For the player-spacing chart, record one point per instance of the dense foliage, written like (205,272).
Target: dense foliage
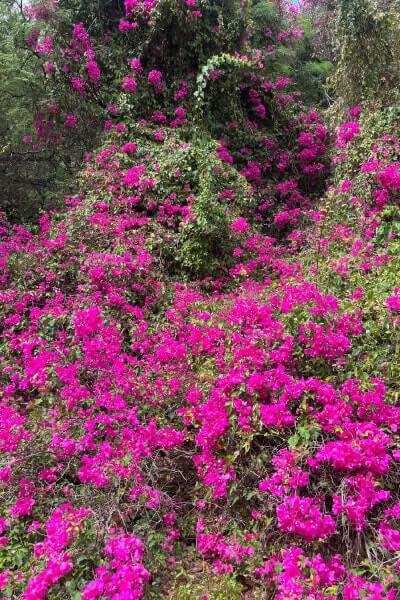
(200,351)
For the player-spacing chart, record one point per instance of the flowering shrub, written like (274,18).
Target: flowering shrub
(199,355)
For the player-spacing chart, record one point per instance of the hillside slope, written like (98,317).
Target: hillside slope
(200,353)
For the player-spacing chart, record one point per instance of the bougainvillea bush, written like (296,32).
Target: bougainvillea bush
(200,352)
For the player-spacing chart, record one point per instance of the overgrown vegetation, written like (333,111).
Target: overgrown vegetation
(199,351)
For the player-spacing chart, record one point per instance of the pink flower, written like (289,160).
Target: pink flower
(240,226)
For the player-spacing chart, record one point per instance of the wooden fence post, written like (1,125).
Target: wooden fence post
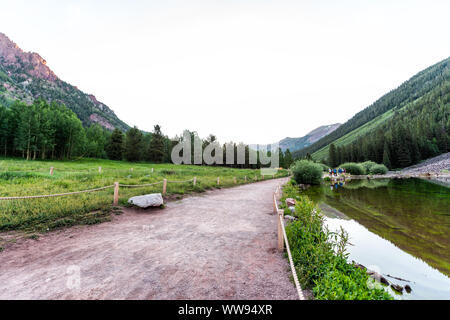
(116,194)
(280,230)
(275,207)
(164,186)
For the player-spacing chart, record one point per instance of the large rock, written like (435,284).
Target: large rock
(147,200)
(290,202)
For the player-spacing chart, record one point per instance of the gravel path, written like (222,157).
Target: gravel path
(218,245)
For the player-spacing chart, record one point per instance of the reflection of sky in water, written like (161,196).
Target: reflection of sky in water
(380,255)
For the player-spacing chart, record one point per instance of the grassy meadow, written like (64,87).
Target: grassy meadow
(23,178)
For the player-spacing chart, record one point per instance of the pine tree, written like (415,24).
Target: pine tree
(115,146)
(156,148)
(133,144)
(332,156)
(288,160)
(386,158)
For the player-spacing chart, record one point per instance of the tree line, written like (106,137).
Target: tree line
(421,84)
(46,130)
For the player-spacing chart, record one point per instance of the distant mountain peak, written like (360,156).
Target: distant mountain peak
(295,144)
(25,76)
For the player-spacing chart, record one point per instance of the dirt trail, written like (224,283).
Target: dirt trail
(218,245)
......
Set problem | Rewrite all the entries above, swapping "player-spacing chart" for "field layout map" and changing nothing else. Leave out the pictures.

Correct result |
For the field layout map, record one point per instance of the dense foliage, written like (205,272).
Target: dense foliage
(200,351)
For the field layout map, record one point per instance of the flowering shrub, written like (274,18).
Target: flowering shrub
(199,355)
For the field layout map, record one point per instance of the hillside slope, written like (98,317).
Target: hillside slope
(200,353)
For the field layout map, record one point per instance of the bougainvillea bush, written like (296,32).
Target: bougainvillea bush
(200,352)
For the field layout map, record one point per instance of the overgrown vegetation, written like (333,111).
Target: overgrown vegetation
(199,351)
For the field layout map, record one point per instance of the pink flower, written like (289,160).
Target: pink flower
(240,226)
For the field layout map, record one point per instance of the wooden fence post, written like (1,125).
Target: wooden fence post
(116,194)
(280,230)
(275,207)
(164,186)
For the field layout map, record one point per instance of the large rock, written like (435,284).
Target: large rock
(147,200)
(290,202)
For the field layout map, record one point per instance of the gravel path, written like (222,157).
Target: gravel path
(218,245)
For the field layout map, record one point per instance of the reflection of sky in water, written like (161,196).
Target: reflection of sky in water
(380,255)
For the field layout map, record one point per instance of the grassy meadow, written like (64,87).
Target: grassy meadow
(23,178)
For the field layout map, record one point per instance of the pine tree, written like (415,24).
Target: pine tree
(115,146)
(156,148)
(133,144)
(332,156)
(288,160)
(386,158)
For the field layout map, record one point per instance of the tree line, written like (106,137).
Target: tree line
(421,84)
(46,130)
For the field layout map, record one point per instance of the distant mountain peak, written like (360,156).
Target: distant mountain peak
(295,144)
(25,76)
For the field layout map, record one point per instance of the dirt trail, written like (224,283).
Target: dirt trail
(218,245)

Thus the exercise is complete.